▶ **THE DATA**:
[start]

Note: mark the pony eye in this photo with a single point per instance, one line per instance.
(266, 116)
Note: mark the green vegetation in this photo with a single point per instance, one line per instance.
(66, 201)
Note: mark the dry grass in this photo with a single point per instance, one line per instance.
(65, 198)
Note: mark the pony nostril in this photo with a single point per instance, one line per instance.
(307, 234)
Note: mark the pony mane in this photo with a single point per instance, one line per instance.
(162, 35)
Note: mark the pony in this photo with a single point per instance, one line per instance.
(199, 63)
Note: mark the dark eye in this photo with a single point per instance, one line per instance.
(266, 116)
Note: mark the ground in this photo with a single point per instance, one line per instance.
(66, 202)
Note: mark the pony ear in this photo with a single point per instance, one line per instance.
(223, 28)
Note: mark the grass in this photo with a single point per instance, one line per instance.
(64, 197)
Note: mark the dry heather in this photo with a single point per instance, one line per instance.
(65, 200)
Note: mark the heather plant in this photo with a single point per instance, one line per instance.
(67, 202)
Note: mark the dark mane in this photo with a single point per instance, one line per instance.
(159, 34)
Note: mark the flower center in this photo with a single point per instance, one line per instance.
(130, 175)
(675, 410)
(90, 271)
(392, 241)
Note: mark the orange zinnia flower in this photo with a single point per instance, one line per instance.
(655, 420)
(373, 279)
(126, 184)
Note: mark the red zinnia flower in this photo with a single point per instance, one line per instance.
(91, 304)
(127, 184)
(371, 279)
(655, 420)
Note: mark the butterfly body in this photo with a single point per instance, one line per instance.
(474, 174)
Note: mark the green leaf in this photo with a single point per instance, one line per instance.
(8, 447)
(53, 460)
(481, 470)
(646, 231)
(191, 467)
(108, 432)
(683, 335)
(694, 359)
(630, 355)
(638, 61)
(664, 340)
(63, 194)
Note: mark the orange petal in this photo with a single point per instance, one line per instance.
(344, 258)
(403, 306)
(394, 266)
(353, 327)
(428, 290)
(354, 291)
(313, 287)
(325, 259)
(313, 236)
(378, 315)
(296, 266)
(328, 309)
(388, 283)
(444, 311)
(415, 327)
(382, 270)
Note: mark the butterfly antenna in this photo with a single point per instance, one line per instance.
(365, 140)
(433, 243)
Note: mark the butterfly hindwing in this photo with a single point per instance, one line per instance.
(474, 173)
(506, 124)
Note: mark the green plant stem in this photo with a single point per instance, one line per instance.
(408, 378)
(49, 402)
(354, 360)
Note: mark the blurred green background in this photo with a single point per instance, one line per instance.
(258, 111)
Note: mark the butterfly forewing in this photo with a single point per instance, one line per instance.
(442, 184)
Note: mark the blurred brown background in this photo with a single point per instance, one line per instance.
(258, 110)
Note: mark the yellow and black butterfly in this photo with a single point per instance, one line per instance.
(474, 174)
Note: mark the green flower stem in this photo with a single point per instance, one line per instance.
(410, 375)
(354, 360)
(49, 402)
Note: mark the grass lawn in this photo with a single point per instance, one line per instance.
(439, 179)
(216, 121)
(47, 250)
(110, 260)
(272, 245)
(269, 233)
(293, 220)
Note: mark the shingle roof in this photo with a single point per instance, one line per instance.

[end]

▶ **INSTRUCTIONS FOR THE TASK**: Rewrite the records above, starting with the line containing "Note: mark the green flower" and going on through the last line of the records. Add 33 to every number in the point coordinates, and keep all other lines as they are.

▶ **WRITTEN RESPONSE**:
Note: mark the green flower stem in this photo with a single point per instance, one line per instance.
(443, 408)
(387, 393)
(82, 435)
Note: mark the grass lawn in this photo with a single point per instance, one line per instance.
(472, 212)
(249, 154)
(80, 283)
(143, 293)
(305, 278)
(302, 266)
(326, 253)
Note: mark the shingle roof in this photo with a single point per instance, one line per instance.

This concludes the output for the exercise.